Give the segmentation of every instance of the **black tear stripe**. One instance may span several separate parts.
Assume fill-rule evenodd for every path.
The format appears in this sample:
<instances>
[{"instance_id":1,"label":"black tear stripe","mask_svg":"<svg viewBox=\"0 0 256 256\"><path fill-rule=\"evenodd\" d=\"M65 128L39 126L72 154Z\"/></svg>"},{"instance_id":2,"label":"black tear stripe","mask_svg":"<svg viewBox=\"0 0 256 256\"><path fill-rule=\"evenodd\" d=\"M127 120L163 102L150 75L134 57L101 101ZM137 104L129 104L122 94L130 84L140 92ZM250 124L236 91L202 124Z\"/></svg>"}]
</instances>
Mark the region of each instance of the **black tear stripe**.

### Your objective
Print all of the material above again, line for line, with every character unchanged.

### Answer
Give the segmentation of every instance of the **black tear stripe**. One instance may span several separate parts.
Assume fill-rule evenodd for every path.
The format appears in this sample:
<instances>
[{"instance_id":1,"label":"black tear stripe","mask_svg":"<svg viewBox=\"0 0 256 256\"><path fill-rule=\"evenodd\" d=\"M65 128L39 126L72 154Z\"/></svg>"},{"instance_id":2,"label":"black tear stripe","mask_svg":"<svg viewBox=\"0 0 256 256\"><path fill-rule=\"evenodd\" d=\"M127 120L163 102L150 75L134 57L101 101ZM137 104L129 104L122 94L130 84L140 92ZM250 124L236 91L202 124Z\"/></svg>"}]
</instances>
Mark the region of each instance of the **black tear stripe**.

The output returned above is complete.